> [Problem statement]
Please write out the final portion of the records below exactly: the line containing "of the railing", every line after it, and nothing else.

> [Exercise materials]

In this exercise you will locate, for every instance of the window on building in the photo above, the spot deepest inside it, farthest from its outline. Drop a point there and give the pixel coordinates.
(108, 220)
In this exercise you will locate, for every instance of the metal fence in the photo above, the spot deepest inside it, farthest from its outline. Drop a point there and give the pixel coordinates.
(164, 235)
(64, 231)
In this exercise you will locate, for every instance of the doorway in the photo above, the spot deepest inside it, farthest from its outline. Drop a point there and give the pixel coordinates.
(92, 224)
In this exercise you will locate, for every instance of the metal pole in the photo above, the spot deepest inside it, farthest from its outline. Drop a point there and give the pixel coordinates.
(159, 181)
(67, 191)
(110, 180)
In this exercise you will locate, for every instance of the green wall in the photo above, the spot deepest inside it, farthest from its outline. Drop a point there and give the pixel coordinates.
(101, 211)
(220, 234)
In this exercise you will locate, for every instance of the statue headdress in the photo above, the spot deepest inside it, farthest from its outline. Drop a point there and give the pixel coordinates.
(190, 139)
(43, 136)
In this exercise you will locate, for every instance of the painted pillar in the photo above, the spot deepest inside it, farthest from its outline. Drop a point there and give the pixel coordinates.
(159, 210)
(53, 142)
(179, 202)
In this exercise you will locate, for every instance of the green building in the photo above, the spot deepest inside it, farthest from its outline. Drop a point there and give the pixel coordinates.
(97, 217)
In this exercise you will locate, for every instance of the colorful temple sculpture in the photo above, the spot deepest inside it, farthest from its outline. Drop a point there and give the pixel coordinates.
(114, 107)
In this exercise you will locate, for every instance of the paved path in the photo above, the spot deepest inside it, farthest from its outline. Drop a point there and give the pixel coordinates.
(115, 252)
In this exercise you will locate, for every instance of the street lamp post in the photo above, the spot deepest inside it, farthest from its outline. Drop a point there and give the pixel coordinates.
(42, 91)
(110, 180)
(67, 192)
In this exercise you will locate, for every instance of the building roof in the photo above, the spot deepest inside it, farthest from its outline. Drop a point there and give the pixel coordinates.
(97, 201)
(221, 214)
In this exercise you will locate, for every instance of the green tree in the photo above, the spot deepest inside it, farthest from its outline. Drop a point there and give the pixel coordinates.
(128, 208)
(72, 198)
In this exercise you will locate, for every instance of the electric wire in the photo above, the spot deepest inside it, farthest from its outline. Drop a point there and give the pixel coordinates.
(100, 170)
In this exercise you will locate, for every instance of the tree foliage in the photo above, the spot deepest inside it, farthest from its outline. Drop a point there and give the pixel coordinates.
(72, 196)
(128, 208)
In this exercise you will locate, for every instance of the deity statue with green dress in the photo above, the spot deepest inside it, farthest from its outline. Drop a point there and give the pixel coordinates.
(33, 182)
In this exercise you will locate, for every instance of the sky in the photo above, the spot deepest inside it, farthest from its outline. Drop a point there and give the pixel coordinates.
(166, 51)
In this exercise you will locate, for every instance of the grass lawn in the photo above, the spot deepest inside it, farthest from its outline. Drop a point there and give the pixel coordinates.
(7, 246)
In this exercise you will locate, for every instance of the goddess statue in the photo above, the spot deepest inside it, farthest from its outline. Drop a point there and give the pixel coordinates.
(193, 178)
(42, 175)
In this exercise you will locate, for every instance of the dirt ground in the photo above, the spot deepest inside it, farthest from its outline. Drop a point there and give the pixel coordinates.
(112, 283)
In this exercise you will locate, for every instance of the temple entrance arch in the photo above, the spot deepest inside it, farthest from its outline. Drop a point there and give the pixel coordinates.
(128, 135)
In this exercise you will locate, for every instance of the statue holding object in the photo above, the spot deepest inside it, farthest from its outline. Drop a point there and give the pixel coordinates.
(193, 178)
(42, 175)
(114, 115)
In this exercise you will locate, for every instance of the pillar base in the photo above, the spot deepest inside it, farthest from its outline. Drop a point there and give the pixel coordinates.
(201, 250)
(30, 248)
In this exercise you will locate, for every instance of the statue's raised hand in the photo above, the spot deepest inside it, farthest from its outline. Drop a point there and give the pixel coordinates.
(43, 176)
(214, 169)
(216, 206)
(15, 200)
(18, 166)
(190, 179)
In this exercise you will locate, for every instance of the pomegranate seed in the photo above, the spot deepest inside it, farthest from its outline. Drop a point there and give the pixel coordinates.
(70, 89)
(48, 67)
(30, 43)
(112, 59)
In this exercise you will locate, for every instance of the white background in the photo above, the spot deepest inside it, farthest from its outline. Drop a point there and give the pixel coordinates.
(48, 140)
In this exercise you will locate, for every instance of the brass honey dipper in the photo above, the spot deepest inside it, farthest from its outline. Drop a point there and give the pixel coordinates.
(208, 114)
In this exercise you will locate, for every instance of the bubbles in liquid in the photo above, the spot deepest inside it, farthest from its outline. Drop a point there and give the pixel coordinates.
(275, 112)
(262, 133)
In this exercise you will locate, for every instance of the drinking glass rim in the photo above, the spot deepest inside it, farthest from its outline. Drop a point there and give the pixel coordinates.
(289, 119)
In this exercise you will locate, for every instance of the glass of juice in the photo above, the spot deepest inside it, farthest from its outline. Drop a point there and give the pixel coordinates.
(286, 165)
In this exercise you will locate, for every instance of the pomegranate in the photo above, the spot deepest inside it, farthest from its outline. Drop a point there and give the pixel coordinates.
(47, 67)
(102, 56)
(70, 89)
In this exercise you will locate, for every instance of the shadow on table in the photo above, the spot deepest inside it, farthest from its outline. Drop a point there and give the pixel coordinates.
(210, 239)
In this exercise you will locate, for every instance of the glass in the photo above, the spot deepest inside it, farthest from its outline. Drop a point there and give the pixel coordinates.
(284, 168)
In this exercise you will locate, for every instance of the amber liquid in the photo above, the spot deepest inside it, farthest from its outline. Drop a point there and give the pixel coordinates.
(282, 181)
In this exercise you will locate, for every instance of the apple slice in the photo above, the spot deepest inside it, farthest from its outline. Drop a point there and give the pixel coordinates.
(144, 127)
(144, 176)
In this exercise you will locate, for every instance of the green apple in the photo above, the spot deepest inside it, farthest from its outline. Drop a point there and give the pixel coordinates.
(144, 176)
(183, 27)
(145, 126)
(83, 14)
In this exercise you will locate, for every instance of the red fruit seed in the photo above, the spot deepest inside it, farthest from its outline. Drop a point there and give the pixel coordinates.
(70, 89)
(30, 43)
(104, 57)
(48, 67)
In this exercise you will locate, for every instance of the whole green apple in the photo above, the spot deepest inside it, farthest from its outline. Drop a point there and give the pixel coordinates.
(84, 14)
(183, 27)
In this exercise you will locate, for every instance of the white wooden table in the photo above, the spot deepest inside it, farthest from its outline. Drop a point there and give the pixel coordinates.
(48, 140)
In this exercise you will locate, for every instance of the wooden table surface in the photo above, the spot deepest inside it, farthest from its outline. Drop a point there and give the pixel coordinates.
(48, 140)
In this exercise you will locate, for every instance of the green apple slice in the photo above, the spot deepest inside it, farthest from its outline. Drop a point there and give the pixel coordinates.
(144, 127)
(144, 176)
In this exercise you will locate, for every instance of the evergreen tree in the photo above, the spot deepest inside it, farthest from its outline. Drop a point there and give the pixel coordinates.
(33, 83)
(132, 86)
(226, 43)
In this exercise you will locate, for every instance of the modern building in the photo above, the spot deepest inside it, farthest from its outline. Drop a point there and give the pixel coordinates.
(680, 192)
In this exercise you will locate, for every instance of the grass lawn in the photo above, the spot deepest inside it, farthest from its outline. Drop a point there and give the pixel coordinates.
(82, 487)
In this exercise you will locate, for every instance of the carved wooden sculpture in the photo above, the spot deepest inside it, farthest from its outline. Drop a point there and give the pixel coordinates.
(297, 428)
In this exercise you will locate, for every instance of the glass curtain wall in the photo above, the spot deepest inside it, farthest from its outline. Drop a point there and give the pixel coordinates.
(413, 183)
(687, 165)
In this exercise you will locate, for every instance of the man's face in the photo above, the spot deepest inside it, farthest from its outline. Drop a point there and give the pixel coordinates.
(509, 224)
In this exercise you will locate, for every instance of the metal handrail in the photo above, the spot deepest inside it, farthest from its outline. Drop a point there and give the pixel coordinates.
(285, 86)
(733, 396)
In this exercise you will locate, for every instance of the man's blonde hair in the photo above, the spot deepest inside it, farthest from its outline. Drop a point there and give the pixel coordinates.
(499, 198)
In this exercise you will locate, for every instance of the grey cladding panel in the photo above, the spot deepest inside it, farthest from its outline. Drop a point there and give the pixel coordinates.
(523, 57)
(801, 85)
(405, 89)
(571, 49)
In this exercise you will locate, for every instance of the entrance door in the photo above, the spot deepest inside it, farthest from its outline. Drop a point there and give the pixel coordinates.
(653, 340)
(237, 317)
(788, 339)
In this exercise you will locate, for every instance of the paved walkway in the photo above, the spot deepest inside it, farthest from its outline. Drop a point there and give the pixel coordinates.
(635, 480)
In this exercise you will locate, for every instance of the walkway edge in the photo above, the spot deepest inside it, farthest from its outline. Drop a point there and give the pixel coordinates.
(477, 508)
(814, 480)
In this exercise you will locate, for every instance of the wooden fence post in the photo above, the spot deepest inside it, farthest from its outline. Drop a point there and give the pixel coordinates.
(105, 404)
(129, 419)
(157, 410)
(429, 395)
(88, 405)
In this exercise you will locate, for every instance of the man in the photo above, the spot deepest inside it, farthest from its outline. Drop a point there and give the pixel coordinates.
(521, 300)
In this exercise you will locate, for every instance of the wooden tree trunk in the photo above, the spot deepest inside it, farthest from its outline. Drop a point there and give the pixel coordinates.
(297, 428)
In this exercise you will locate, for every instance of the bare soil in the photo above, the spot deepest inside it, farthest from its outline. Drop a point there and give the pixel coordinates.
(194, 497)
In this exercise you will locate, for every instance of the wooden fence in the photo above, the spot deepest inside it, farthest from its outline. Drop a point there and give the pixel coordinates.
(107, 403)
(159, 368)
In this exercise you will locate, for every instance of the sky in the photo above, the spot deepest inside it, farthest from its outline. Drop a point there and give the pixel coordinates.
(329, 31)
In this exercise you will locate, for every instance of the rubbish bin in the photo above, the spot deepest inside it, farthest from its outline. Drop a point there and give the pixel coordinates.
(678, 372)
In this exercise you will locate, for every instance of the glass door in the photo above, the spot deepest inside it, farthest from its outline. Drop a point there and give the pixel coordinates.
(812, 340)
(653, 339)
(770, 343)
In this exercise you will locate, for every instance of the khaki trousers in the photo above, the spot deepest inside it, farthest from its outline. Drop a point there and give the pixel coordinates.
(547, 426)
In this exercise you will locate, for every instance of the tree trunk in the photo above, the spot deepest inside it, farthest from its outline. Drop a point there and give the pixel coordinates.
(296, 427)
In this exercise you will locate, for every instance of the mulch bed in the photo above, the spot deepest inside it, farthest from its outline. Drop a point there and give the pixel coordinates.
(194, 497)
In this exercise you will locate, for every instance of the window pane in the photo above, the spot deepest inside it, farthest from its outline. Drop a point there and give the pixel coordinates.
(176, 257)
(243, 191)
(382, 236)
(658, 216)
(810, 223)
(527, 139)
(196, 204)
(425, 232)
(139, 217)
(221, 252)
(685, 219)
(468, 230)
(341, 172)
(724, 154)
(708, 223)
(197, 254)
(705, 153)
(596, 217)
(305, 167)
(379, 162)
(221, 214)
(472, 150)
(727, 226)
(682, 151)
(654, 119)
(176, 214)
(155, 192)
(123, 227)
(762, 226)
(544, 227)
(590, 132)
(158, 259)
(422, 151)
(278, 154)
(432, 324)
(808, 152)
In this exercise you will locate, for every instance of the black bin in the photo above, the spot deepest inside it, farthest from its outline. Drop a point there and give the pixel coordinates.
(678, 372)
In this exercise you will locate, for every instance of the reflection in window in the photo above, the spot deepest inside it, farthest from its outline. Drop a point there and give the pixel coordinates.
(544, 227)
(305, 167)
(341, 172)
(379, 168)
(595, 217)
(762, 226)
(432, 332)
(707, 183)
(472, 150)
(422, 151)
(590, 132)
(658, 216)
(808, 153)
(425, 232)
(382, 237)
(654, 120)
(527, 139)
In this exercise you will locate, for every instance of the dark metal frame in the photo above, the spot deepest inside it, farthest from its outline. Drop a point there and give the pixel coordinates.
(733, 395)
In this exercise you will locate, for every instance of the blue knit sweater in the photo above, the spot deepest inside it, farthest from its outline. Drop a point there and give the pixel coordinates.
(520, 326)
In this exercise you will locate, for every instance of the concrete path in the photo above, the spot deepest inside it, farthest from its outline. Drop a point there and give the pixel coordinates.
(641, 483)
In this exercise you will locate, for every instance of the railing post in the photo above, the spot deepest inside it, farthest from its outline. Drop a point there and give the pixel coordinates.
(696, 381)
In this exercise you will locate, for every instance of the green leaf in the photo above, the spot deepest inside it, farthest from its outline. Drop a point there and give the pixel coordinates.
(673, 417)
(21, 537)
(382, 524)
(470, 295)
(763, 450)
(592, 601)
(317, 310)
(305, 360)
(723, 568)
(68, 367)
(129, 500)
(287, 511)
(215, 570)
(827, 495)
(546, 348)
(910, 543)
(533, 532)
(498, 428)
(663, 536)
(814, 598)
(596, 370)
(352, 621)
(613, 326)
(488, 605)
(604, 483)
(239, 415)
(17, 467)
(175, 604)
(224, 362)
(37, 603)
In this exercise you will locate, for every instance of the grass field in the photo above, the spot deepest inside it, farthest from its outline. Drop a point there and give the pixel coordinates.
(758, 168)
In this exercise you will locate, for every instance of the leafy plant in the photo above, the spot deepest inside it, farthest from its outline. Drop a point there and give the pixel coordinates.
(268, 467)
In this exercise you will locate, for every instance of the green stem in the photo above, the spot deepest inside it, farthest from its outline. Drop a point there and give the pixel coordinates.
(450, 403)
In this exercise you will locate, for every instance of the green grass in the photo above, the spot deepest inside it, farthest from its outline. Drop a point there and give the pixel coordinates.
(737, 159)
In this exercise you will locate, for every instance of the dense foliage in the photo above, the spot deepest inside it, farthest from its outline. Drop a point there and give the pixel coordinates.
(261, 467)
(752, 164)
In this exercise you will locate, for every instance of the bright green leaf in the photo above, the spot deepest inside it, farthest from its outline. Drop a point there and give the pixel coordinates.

> [Result of the task]
In this exercise you will locate, for every instance of the railing post in the photo above, the spot deepest inside it, farthest from its outline. Drop a point there and give the pixel coordinates.
(696, 381)
In this exercise you will locate, for every instance of the green leaf in the photo above, the spot deepest inside it, farthest from its outline. Drop a point there and give the pixel coordinates.
(673, 417)
(21, 537)
(382, 524)
(470, 295)
(763, 450)
(592, 601)
(317, 310)
(305, 360)
(723, 568)
(68, 367)
(129, 500)
(287, 511)
(215, 570)
(827, 495)
(546, 348)
(910, 543)
(533, 532)
(498, 428)
(663, 536)
(814, 598)
(596, 370)
(352, 621)
(613, 326)
(488, 605)
(604, 483)
(239, 415)
(17, 467)
(175, 604)
(224, 362)
(37, 603)
In this exercise you will locate, for every instance of the grass field in the photo above, the spot deepest inside it, farthest from its outline. Drop a point there and give the pixel coordinates.
(758, 168)
In this exercise you will locate, for every instance of the leafy plant in the photo above, the spot deepest inside it, farthest from its outline. Drop a point there and give the pixel coordinates.
(268, 467)
In this exercise you will locate, for every instance of the green stem in the photo above, the spot deepest inside it, farthest from its outline. Drop a point there and give the pixel coordinates.
(450, 403)
In this exercise you will locate, for every instance of the green grass in the photo above, the spot deepest inside it, farthest from its outline. Drop a point there and give the pixel coordinates.
(737, 159)
In this exercise you will locate, for every instance of the dense foliage in the photo above, the spot deepest inside it, farthest from its outline. Drop a point there and give the pixel coordinates.
(261, 467)
(752, 164)
In this exercise you will locate, for every instance of the bright green leaf in the photo above, the spot deepest inside it, farthest from its outline. Drop a point there and give the pixel coordinates.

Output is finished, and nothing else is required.